----- EXERCISE INPUT -----

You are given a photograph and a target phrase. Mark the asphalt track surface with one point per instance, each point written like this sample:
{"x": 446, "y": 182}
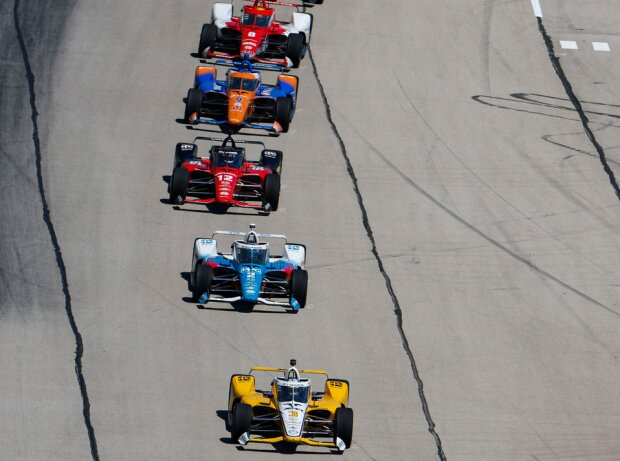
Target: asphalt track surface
{"x": 453, "y": 180}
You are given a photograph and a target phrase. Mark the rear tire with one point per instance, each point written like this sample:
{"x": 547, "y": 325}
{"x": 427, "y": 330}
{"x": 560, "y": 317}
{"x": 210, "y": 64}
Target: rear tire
{"x": 193, "y": 103}
{"x": 343, "y": 426}
{"x": 242, "y": 421}
{"x": 294, "y": 48}
{"x": 299, "y": 286}
{"x": 178, "y": 185}
{"x": 202, "y": 281}
{"x": 284, "y": 112}
{"x": 271, "y": 191}
{"x": 208, "y": 37}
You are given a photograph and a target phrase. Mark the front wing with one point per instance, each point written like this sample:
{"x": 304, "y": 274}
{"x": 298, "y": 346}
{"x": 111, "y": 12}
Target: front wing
{"x": 274, "y": 128}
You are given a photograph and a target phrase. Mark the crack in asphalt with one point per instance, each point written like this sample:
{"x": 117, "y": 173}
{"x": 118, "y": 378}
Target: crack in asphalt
{"x": 555, "y": 61}
{"x": 79, "y": 346}
{"x": 388, "y": 282}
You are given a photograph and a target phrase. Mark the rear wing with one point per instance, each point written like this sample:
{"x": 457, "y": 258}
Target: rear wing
{"x": 272, "y": 236}
{"x": 304, "y": 3}
{"x": 228, "y": 138}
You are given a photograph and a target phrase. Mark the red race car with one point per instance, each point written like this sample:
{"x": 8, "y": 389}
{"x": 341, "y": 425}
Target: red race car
{"x": 256, "y": 35}
{"x": 225, "y": 177}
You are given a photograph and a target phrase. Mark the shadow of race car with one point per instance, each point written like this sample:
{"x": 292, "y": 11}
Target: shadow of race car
{"x": 256, "y": 34}
{"x": 241, "y": 100}
{"x": 290, "y": 411}
{"x": 226, "y": 177}
{"x": 249, "y": 273}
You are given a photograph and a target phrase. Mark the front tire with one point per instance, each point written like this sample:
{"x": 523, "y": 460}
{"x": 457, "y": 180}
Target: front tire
{"x": 271, "y": 191}
{"x": 299, "y": 286}
{"x": 294, "y": 48}
{"x": 343, "y": 426}
{"x": 208, "y": 37}
{"x": 193, "y": 103}
{"x": 178, "y": 185}
{"x": 202, "y": 281}
{"x": 284, "y": 112}
{"x": 241, "y": 421}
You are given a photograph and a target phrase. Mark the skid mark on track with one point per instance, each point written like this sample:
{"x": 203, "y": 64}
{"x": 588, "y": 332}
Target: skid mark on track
{"x": 388, "y": 282}
{"x": 484, "y": 183}
{"x": 555, "y": 61}
{"x": 481, "y": 234}
{"x": 79, "y": 345}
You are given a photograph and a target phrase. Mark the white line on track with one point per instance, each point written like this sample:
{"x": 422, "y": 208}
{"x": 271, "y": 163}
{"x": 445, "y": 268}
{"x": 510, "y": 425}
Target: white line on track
{"x": 537, "y": 8}
{"x": 569, "y": 45}
{"x": 601, "y": 46}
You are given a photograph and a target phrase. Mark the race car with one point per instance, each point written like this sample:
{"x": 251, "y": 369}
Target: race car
{"x": 241, "y": 100}
{"x": 256, "y": 33}
{"x": 290, "y": 411}
{"x": 249, "y": 272}
{"x": 226, "y": 177}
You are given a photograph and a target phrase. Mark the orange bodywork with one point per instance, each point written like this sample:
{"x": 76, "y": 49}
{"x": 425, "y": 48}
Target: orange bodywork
{"x": 241, "y": 101}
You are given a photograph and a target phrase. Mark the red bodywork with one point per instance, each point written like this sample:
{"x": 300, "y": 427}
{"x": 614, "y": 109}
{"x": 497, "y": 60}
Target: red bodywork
{"x": 253, "y": 36}
{"x": 228, "y": 183}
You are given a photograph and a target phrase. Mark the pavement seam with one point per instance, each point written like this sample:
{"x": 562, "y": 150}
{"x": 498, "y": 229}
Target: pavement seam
{"x": 54, "y": 239}
{"x": 388, "y": 282}
{"x": 555, "y": 61}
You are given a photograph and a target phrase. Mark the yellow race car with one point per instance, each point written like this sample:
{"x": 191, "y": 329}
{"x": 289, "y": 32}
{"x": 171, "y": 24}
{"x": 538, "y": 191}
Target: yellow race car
{"x": 290, "y": 411}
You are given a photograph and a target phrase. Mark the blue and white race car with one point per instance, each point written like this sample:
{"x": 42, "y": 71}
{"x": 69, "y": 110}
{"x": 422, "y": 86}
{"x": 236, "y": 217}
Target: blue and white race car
{"x": 249, "y": 273}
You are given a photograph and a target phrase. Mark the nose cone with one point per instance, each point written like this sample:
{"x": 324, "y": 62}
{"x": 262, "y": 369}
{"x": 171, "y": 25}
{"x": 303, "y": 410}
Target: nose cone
{"x": 238, "y": 105}
{"x": 251, "y": 280}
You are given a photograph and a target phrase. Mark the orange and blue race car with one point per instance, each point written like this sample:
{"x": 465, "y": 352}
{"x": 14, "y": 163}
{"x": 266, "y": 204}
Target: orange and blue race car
{"x": 257, "y": 34}
{"x": 290, "y": 411}
{"x": 241, "y": 100}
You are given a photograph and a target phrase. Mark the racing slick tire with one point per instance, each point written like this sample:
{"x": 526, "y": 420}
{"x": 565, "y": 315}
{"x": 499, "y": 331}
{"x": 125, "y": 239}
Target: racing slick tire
{"x": 202, "y": 281}
{"x": 184, "y": 152}
{"x": 193, "y": 103}
{"x": 284, "y": 112}
{"x": 343, "y": 426}
{"x": 208, "y": 37}
{"x": 271, "y": 191}
{"x": 295, "y": 48}
{"x": 241, "y": 421}
{"x": 178, "y": 185}
{"x": 272, "y": 159}
{"x": 299, "y": 286}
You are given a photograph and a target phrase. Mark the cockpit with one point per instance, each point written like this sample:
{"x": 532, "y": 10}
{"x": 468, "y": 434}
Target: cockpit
{"x": 257, "y": 20}
{"x": 242, "y": 83}
{"x": 297, "y": 393}
{"x": 227, "y": 157}
{"x": 251, "y": 253}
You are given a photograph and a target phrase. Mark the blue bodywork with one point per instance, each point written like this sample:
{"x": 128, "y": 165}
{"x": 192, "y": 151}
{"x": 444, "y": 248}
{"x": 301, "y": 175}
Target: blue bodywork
{"x": 251, "y": 277}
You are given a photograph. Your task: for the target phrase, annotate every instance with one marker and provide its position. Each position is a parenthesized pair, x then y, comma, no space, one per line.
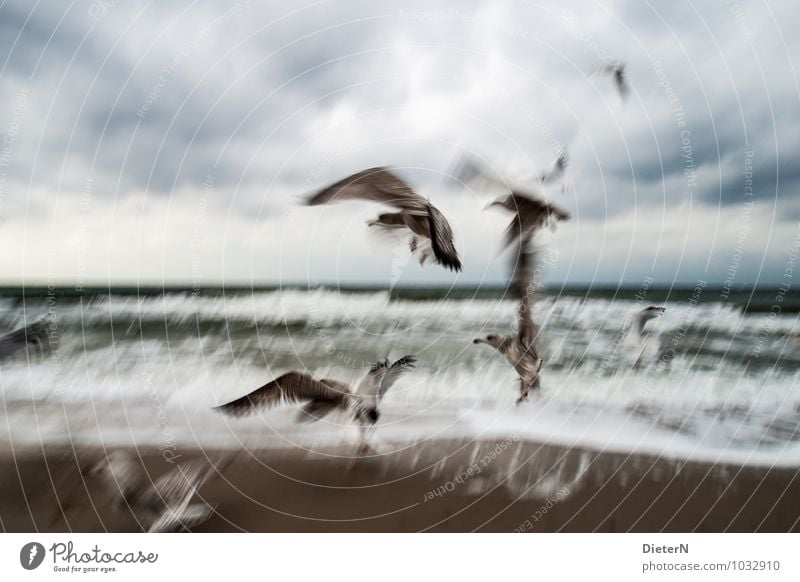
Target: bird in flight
(521,349)
(617,72)
(557,172)
(322,396)
(428,231)
(163,505)
(530,211)
(34,335)
(530,214)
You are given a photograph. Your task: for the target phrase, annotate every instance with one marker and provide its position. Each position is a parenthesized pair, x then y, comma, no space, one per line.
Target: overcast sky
(171,142)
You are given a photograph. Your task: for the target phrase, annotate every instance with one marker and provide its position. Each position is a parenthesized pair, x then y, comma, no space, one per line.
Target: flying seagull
(428,230)
(559,167)
(530,214)
(636,335)
(34,335)
(521,349)
(163,505)
(325,395)
(617,71)
(530,211)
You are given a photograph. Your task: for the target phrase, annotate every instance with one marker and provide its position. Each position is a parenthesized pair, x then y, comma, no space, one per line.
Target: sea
(717,380)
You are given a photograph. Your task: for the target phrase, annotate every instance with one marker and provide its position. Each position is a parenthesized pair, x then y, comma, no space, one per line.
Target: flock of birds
(166,503)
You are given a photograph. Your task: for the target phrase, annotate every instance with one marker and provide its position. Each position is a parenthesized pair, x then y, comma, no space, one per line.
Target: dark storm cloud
(275,99)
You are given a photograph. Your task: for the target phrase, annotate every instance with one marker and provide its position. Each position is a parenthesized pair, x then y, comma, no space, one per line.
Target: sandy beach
(453,486)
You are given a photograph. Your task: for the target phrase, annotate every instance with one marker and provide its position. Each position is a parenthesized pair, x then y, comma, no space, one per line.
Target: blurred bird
(428,230)
(530,214)
(559,167)
(163,505)
(325,395)
(522,348)
(636,337)
(34,335)
(530,211)
(617,71)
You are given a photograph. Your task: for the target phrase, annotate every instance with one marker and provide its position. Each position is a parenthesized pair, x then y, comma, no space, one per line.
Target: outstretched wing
(178,485)
(394,372)
(376,185)
(621,82)
(289,388)
(645,315)
(442,240)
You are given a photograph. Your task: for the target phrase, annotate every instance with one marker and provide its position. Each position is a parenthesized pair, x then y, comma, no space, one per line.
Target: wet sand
(455,486)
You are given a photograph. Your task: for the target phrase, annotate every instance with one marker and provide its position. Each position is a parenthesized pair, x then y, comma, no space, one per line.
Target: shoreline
(437,485)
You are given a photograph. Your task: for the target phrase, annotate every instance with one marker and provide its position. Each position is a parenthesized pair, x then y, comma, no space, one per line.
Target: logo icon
(31,555)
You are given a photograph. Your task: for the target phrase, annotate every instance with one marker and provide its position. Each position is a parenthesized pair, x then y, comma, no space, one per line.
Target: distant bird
(557,172)
(163,505)
(617,72)
(636,337)
(34,335)
(325,395)
(521,349)
(428,230)
(530,214)
(794,337)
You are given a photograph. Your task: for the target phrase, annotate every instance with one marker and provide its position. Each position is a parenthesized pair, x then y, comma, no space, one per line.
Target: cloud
(142,106)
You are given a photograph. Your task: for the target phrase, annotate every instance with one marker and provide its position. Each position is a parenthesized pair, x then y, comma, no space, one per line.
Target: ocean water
(718,379)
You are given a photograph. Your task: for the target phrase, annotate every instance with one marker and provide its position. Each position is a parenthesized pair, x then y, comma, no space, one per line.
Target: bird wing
(641,319)
(173,492)
(291,387)
(174,487)
(376,185)
(524,285)
(370,384)
(531,214)
(442,240)
(32,334)
(394,372)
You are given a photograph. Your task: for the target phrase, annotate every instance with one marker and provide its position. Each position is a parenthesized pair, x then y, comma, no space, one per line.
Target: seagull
(636,335)
(428,230)
(530,214)
(163,505)
(559,167)
(617,71)
(34,335)
(325,395)
(522,348)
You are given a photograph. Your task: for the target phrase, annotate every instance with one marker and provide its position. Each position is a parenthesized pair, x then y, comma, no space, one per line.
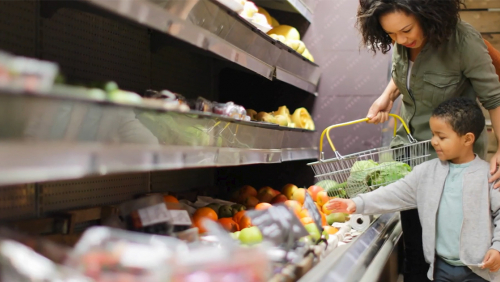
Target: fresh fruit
(288,190)
(170,199)
(313,231)
(250,202)
(330,229)
(229,224)
(237,217)
(323,219)
(263,206)
(294,206)
(279,199)
(237,208)
(244,222)
(299,195)
(250,235)
(205,212)
(225,211)
(274,22)
(263,116)
(235,235)
(215,207)
(325,210)
(306,220)
(335,217)
(304,213)
(262,11)
(322,198)
(302,119)
(313,191)
(287,31)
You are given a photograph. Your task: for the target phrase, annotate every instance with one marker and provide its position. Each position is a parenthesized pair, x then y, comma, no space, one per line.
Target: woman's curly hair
(438,19)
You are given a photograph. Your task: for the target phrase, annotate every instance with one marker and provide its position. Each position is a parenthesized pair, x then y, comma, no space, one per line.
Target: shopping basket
(350,175)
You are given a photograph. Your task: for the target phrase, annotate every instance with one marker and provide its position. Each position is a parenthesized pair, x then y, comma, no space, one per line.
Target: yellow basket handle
(327,130)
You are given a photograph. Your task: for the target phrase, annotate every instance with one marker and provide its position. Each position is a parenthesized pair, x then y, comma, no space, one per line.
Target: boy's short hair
(463,114)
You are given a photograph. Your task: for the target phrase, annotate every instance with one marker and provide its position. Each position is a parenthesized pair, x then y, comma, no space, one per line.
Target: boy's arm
(398,196)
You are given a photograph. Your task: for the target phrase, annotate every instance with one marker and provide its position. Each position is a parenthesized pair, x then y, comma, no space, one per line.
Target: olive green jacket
(460,66)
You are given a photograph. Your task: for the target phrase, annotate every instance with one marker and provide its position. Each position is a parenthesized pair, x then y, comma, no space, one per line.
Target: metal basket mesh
(356,181)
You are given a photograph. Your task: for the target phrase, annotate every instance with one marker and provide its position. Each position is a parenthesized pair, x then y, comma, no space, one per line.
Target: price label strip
(278,224)
(313,211)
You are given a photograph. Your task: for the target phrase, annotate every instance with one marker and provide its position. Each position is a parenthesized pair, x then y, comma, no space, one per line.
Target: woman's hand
(491,260)
(341,205)
(380,109)
(494,171)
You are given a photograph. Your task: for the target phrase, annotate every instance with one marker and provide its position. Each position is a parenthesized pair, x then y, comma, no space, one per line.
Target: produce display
(299,119)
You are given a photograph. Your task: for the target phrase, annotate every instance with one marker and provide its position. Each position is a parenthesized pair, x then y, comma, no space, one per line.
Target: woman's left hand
(494,171)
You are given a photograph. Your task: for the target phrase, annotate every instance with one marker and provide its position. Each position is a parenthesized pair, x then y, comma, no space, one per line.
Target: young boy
(458,208)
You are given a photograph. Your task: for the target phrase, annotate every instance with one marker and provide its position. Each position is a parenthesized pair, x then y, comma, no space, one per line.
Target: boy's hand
(491,260)
(341,205)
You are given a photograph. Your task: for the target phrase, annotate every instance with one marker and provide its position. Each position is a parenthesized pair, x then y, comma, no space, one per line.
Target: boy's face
(448,144)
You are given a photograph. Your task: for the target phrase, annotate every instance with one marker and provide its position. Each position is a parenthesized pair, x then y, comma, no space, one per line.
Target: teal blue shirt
(450,216)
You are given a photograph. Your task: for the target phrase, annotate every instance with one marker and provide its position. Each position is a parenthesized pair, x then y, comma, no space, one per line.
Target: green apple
(335,217)
(250,235)
(313,231)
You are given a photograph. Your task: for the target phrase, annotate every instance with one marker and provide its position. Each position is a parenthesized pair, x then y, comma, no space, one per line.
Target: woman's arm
(380,109)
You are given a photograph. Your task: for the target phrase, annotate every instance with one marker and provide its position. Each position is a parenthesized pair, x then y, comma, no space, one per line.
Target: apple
(288,190)
(279,199)
(250,235)
(299,195)
(250,202)
(313,231)
(313,191)
(322,198)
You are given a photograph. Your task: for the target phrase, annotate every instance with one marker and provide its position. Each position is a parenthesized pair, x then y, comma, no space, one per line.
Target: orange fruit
(263,206)
(295,206)
(304,213)
(306,220)
(170,199)
(323,219)
(229,224)
(326,211)
(205,212)
(244,222)
(330,229)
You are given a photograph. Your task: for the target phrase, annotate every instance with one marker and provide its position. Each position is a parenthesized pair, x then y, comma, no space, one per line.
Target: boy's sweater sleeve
(398,196)
(495,213)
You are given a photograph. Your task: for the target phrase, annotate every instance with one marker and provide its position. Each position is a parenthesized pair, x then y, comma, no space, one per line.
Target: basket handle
(327,132)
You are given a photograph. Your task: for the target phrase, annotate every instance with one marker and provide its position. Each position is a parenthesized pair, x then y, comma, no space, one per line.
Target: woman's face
(403,29)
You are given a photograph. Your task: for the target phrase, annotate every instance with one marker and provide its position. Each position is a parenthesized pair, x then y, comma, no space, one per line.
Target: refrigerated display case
(70,154)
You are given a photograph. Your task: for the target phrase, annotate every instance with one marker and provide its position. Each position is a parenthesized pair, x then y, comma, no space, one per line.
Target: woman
(436,56)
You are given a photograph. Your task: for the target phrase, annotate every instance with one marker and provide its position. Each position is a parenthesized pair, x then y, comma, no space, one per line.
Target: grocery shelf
(294,6)
(52,137)
(211,26)
(364,258)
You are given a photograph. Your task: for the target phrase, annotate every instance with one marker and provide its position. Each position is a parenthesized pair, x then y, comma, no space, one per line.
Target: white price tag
(180,217)
(154,214)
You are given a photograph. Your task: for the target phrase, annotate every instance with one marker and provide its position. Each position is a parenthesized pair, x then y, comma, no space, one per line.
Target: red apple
(279,199)
(313,191)
(288,190)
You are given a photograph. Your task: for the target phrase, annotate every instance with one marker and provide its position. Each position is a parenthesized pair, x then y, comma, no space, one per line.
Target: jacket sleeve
(398,196)
(477,65)
(495,213)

-----

• WORK INSTRUCTION
The response should hold only an exact retyping of the lines from the beginning of the data through the line containing "the front wing", both ends kept, pictures omitted.

• FINISHED TASK
You are given a photograph and a target phrase. Mark the asphalt track surface with one point per instance, each point written like this sample:
{"x": 446, "y": 182}
Target: asphalt track surface
{"x": 453, "y": 180}
You are given a photograph and a target phrase. Mark the rear tire with one point per instance, each point written like this sample:
{"x": 547, "y": 325}
{"x": 427, "y": 330}
{"x": 560, "y": 317}
{"x": 210, "y": 64}
Target: rear tire
{"x": 193, "y": 103}
{"x": 343, "y": 426}
{"x": 242, "y": 421}
{"x": 294, "y": 48}
{"x": 299, "y": 286}
{"x": 178, "y": 185}
{"x": 202, "y": 281}
{"x": 284, "y": 112}
{"x": 271, "y": 191}
{"x": 208, "y": 37}
You are given a photograph and a target phrase. Mark the front wing with one point per instance, each point written like this sample:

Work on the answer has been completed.